**Do this**
Convert the lines of the records below, from the line containing "spot the shrub." through the end of the records, into a numbered list, omitting any blank lines.

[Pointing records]
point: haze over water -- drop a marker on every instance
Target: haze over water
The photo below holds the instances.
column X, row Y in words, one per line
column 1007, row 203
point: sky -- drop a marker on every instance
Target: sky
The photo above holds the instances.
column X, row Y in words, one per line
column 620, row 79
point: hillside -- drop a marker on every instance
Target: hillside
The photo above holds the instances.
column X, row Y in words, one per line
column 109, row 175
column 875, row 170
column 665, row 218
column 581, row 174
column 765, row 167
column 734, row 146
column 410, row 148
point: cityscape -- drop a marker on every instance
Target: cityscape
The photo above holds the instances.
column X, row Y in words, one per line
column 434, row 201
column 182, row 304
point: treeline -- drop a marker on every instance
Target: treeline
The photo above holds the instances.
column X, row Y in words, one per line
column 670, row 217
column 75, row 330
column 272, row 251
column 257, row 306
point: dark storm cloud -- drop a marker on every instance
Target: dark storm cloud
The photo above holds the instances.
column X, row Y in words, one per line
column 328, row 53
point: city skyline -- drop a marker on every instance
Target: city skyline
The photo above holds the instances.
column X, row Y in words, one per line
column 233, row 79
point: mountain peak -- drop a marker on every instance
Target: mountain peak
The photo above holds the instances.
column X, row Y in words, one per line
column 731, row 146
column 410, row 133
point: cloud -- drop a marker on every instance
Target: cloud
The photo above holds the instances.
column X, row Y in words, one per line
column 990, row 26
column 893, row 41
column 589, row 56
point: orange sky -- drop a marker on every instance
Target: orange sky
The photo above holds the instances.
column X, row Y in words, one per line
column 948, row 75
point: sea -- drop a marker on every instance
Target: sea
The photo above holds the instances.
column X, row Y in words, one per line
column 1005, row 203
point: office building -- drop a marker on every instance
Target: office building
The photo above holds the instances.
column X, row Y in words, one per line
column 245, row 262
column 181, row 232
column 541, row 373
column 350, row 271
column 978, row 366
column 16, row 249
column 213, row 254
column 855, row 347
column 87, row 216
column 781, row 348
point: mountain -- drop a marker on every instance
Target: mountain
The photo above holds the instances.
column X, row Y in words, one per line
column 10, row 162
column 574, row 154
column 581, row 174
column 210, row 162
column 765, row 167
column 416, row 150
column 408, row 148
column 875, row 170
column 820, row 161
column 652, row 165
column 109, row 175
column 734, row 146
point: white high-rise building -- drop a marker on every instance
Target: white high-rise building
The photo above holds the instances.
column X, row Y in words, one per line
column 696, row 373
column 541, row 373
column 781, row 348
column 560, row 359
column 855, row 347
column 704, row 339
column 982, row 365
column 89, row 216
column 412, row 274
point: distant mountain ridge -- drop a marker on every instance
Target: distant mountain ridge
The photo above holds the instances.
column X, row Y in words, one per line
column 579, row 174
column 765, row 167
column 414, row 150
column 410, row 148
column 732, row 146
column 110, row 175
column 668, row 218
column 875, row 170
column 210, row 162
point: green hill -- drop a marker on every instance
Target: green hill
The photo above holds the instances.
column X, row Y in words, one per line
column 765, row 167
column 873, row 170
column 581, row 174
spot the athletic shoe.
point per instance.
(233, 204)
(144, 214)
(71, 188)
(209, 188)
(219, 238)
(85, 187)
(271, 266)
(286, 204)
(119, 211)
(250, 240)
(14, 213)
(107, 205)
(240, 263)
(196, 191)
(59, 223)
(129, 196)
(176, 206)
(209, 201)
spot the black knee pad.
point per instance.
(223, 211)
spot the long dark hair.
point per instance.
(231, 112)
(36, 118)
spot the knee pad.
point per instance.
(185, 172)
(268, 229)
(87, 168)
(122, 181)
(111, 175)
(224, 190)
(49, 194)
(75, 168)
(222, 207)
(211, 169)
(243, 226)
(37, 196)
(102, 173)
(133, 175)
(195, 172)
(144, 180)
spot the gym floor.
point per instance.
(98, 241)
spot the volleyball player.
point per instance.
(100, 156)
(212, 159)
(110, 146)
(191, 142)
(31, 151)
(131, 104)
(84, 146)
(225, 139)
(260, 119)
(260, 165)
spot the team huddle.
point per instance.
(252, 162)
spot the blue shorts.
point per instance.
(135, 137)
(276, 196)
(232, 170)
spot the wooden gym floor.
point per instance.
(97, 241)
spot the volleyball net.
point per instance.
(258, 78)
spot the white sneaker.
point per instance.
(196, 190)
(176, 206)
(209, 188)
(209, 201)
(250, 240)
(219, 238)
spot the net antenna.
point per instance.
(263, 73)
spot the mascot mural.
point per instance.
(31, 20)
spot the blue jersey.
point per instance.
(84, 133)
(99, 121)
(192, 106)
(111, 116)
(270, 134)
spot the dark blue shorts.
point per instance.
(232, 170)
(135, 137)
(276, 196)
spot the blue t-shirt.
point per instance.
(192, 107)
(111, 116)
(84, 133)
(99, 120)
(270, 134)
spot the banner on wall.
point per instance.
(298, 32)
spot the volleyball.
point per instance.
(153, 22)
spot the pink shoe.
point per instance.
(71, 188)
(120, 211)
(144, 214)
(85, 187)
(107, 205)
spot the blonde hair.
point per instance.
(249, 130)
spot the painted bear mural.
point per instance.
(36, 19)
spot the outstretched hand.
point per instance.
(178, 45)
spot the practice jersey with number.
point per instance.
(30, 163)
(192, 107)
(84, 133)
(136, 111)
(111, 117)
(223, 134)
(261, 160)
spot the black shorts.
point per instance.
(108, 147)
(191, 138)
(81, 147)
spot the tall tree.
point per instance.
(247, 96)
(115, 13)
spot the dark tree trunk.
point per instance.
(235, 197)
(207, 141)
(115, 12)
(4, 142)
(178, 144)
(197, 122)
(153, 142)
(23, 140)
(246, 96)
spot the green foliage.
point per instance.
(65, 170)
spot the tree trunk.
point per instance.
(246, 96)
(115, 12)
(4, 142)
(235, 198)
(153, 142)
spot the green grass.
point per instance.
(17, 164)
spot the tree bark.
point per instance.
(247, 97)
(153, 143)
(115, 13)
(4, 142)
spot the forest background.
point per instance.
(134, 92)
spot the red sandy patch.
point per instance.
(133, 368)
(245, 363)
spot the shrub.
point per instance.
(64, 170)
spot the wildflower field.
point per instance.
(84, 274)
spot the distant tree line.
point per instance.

**Result of this task**
1. spot the shrub.
2. point per instance.
3. (64, 170)
4. spot the wildflower field.
5. point per instance.
6. (84, 274)
7. spot the distant tree line.
8. point per instance.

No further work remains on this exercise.